● **TASK DETAILS**:
Down to the final line, return the records unchanged.

━━━━━ EXTRACTED ENTRIES

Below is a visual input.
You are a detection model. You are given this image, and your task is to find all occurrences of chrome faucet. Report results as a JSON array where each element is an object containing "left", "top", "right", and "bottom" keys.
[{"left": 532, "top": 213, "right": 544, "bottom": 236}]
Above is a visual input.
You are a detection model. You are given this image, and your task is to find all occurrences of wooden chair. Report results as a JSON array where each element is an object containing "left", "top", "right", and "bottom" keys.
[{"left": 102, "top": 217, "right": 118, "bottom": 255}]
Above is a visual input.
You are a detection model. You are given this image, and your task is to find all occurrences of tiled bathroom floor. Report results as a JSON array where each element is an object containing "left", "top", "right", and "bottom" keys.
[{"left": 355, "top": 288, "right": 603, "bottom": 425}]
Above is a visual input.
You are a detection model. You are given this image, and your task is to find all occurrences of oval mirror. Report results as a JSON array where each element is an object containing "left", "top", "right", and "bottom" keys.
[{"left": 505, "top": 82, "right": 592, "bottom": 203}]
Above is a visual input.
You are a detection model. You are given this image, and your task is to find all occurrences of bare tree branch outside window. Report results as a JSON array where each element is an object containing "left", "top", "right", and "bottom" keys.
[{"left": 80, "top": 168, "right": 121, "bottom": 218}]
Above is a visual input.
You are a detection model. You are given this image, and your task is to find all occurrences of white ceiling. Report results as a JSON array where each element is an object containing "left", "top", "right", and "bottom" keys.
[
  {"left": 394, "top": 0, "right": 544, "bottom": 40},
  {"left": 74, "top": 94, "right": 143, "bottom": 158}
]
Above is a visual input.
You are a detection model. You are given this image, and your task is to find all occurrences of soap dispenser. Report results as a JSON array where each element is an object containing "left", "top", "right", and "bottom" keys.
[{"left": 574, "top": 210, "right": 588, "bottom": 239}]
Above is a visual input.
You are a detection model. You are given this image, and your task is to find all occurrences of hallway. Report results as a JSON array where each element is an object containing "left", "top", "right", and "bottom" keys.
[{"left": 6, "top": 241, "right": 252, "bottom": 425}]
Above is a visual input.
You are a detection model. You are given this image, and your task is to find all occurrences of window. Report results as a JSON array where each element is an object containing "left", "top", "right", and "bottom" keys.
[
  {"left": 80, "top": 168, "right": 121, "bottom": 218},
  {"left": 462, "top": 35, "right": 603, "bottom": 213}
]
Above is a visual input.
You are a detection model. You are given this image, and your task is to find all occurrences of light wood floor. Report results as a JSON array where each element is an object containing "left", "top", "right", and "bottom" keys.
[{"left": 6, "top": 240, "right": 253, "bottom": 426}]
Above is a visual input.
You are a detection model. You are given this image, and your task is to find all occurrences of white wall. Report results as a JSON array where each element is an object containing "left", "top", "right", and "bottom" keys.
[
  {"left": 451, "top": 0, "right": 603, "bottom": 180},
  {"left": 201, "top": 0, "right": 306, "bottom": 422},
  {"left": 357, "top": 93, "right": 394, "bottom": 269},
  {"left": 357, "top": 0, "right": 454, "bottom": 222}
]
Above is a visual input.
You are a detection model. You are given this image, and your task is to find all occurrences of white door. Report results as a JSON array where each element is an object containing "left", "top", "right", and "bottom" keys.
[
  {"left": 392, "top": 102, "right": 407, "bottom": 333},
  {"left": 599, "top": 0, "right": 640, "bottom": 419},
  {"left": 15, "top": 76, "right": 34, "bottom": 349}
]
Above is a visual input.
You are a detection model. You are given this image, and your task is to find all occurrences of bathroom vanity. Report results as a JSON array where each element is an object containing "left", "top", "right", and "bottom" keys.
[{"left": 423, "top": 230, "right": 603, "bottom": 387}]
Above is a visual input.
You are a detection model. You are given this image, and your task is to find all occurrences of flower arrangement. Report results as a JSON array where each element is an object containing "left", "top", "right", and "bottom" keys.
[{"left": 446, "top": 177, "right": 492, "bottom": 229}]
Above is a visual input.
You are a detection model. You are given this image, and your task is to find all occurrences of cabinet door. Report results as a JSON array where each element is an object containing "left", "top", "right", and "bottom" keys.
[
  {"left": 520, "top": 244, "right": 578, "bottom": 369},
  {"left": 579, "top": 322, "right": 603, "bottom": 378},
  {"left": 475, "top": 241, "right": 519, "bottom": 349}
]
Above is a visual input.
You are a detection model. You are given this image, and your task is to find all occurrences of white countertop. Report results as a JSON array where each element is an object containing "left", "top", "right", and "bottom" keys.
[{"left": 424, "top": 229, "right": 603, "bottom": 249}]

━━━━━━━━━━

● **RESPONSE AREA**:
Below is a visual input.
You are a detection model. You are given this image, and your task is to find all occurrences of chrome faucet. Report results as a JSON array where each element is an object containing "left", "top", "right", and "bottom" keys.
[{"left": 532, "top": 213, "right": 544, "bottom": 236}]
Above is a visual input.
You are a detection model. You are given this image, and your task is to find all occurrences of wooden chair. Report results as a JSON array where each element is an object containing "left", "top", "right", and "bottom" keys.
[{"left": 102, "top": 217, "right": 118, "bottom": 255}]
Above is a visual input.
You are a detection model. You are given this image, and your task is to find all occurrences of tiled bathroom floor. Report results as a JSON array where each element is an object containing "left", "top", "right", and "bottom" keys.
[{"left": 355, "top": 288, "right": 603, "bottom": 425}]
Above is a visual input.
You are a detection model. You are given this image, and your task is to find all occurrences of oval mirror. Report results as a JSON array where each element is an object containing "left", "top", "right", and "bottom" keys.
[{"left": 505, "top": 82, "right": 592, "bottom": 203}]
Above is a visual input.
You are a detection model. You are given this image, and your task is to find all occurrences of bare tree branch outside window. Report results as a JSON array where each element is an object containing "left", "top", "right", and "bottom" keys.
[{"left": 80, "top": 168, "right": 121, "bottom": 218}]
Above is a visual input.
You are a detection model. You are given this image, and your task is to find all occurrences of white ceiling. Report results as a JSON array where each element is an object containing "left", "top", "right", and "bottom" keys.
[
  {"left": 394, "top": 0, "right": 544, "bottom": 40},
  {"left": 74, "top": 94, "right": 143, "bottom": 158}
]
Above is a visual input.
You are a detection model. You are given this image, and your task is to find all occurrences of soap dispenser. Report results as a JSON array where each element is an object containing "left", "top", "right", and "bottom" keys.
[{"left": 574, "top": 210, "right": 588, "bottom": 239}]
Above is a visual input.
You are a detection model. You are given this image, and your task is to find all occurrences of hallway. Report results as a JSON array where each element is an object containing "left", "top", "right", and "bottom" keys.
[{"left": 6, "top": 241, "right": 252, "bottom": 425}]
Above is a visual input.
You are a detection model. You are given this image, and your task is to find all occurrences of window. Report results as a JSON array where each element is an object containing "left", "top", "right", and "bottom" keys.
[
  {"left": 80, "top": 168, "right": 121, "bottom": 218},
  {"left": 462, "top": 35, "right": 603, "bottom": 213}
]
Above is a visual input.
You are a detection model. You are given this image, and your task is to find all occurrences of light wood floor. Report results as a JSON array where each element is an object containing "left", "top", "right", and "bottom" keys.
[{"left": 6, "top": 240, "right": 253, "bottom": 426}]
Above is a visual input.
You are a detection model. You are given this image, and your task is to find all occurrences of white wall. Report results as a JSON array where each element is an object containing "left", "top", "right", and "bottom" keys.
[
  {"left": 451, "top": 0, "right": 603, "bottom": 180},
  {"left": 201, "top": 0, "right": 306, "bottom": 422},
  {"left": 357, "top": 93, "right": 394, "bottom": 269},
  {"left": 357, "top": 0, "right": 454, "bottom": 222}
]
Above is a visual input.
You are a detection model. You are given this image, and your task is to find all occurrences of white door. Report results as a JSON array where each element is an object containing "left", "top", "right", and "bottom" keys.
[
  {"left": 392, "top": 102, "right": 407, "bottom": 333},
  {"left": 599, "top": 0, "right": 640, "bottom": 419},
  {"left": 15, "top": 76, "right": 34, "bottom": 349}
]
Above is a visual input.
You are a detection model. You are given this image, and your task is to find all occurrences of bathroom vanity. Report results as a JSON array where each element is an object containing "left", "top", "right", and "bottom" keys.
[{"left": 423, "top": 230, "right": 603, "bottom": 387}]
Above is a visual input.
You are a detection model. You are given this image, and your task is to find all occurrences of flower arrangement. Report results as a JSON array where each element is an object containing "left", "top", "right", and "bottom" keys.
[{"left": 446, "top": 177, "right": 492, "bottom": 229}]
Above is a visual input.
You are a detection model. You are given this image, and your task is to find all occurrences of cabinet door. Report results as a JSON array where each element is an object containing "left", "top", "right", and "bottom" keys.
[
  {"left": 520, "top": 244, "right": 578, "bottom": 369},
  {"left": 579, "top": 322, "right": 603, "bottom": 378},
  {"left": 475, "top": 241, "right": 519, "bottom": 349}
]
Above is a visual input.
You are a detection model. You are given this image, and your task is to find all occurrences of white countertop. Report results as a JSON array where each element is an object containing "left", "top", "right", and "bottom" keys.
[{"left": 424, "top": 229, "right": 603, "bottom": 249}]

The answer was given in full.